# What is expected
Check every line of the data below for the word "shaped". Copy the ones that have it.

[Study material Boundary: Start]

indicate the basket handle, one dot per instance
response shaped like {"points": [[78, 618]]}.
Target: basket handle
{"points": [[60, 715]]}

[Study material Boundary: End]
[Study material Boundary: Start]

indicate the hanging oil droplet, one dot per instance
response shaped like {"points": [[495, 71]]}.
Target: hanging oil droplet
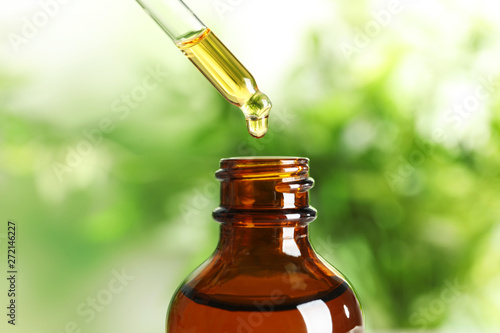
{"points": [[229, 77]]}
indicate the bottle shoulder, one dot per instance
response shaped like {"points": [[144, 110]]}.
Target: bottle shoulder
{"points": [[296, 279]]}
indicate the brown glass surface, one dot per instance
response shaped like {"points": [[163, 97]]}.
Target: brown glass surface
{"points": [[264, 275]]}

[Study material Boundary: End]

# Answer below
response shaped like {"points": [[78, 618]]}.
response shaped like {"points": [[495, 71]]}.
response shaped like {"points": [[144, 110]]}.
response shaped like {"points": [[163, 97]]}.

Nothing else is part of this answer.